SOAL: Dari teks tentang e-sport di bawah, sebutkan semua hal yang menurut Kak Seto dapat dilakukan anak-anak berkat e-sport.

____ KUTIPAN SUMBER

Olahraga elektronik atau disebut e-sport sedang berkembang pesat di Indonesia. Maraknya bisnis kafe internet dan kompetisi e-sport menjadi salah satu indikasi. Industri ini diyakini bisa menghasilkan pundi-pundi besar.

Seperti dilansir dari laman BBC Inggris, e-sport merupakan kepanjangan dari electronic sports. Layaknya permainan olahraga yang dimainkan bersama-sama, e-sport juga dimainkan antarpemain gim profesional yang saling berkompetisi. Beberapa gim yang biasa dipertandingkan di eSport antara lain bergenre real-time strategy, figthing, first person shooter (FPS), dan multiplayer online battle arena (MOBA).

Tak hanya digemari orang dewasa, e-sport juga menjadi permainan favorit anak-anak. Namun, sebagian orangtua merasa khawatir dengan fenomena ini. Pasalnya, cukup banyak anak-anak yang keranjingan eSport hingga lupa waktu.

Menyikapi hal tersebut, pemerhati pendidikan anak, Seto Mulyadi atau akrab dipanggil Kak Seto mengemukakan pendapatnya terhadap pengaruh e-sport terhadap anak-anak. Menurut Kak Seto, kemajuan teknologi pada zaman digital sebaiknya jangan hanya dilawan, tetapi harus dimanfaatkan untuk perkembangan jiwa anak-anak.

“Salah satu kunci sukses untuk maju adalah adanya jejaring. E-sport memungkinkan anak-anak membangun jejaring serta berkomunikasi dan bekerja sama dengan pemain di berbagai penjuru dunia. Namun, anak-anak tetap perlu pendampingan orangtua,” ujar Kak Seto.

________
____ PETIKAN DATA

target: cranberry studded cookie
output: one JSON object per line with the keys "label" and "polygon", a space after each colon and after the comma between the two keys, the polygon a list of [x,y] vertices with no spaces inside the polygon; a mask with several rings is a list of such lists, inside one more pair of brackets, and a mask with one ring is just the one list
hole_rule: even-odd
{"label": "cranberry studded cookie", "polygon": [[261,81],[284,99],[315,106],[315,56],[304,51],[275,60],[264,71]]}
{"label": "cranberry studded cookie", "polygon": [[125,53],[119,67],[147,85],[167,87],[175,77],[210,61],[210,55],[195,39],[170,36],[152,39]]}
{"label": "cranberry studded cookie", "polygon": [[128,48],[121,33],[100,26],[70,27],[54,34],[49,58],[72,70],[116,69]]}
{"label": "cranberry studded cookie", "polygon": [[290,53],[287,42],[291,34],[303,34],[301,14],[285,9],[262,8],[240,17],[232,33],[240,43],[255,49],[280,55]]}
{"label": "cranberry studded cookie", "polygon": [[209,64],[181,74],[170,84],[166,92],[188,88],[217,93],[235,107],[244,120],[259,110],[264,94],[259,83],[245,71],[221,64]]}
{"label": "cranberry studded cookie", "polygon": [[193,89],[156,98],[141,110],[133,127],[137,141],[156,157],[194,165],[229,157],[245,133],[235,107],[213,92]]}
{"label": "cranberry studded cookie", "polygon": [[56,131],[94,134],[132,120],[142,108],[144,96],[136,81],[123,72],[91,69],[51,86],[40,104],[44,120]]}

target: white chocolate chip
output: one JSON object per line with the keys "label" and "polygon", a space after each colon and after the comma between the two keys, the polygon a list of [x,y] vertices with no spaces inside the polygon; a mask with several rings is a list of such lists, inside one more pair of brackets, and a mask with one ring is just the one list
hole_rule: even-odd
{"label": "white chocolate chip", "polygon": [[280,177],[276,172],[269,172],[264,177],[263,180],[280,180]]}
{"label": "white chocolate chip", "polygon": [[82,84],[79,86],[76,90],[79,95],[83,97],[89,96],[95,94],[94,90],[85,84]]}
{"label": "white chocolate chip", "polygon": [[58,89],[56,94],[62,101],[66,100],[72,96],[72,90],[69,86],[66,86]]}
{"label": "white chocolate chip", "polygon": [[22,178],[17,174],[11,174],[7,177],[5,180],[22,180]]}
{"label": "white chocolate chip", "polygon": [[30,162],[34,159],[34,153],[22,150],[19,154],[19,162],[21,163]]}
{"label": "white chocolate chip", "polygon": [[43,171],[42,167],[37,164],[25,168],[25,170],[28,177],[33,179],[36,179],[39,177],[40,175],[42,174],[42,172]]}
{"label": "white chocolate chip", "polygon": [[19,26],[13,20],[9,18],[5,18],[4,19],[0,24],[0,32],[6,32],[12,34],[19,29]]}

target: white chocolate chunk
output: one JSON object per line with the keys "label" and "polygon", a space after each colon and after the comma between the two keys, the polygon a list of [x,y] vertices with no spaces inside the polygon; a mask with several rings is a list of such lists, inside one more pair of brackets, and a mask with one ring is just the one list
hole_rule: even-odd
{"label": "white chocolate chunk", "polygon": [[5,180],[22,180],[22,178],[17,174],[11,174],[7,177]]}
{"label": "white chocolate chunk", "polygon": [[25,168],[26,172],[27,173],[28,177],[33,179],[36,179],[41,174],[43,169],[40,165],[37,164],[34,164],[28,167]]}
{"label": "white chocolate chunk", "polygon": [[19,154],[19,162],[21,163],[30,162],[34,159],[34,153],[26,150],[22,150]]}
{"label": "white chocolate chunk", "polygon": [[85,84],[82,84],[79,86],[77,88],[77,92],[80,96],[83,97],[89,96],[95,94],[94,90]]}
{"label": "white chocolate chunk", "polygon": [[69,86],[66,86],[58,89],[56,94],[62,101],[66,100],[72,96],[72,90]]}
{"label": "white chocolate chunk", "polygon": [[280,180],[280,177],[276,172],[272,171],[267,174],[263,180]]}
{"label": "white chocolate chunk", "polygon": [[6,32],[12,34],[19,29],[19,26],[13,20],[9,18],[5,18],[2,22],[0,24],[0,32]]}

________

PEMBAHASAN JAWABAN:
- Membangun jejaring
- Berkomunikasi dengan pemain di berbagai penjuru dunia
- Bekerja sama dengan pemain di berbagai penjuru dunia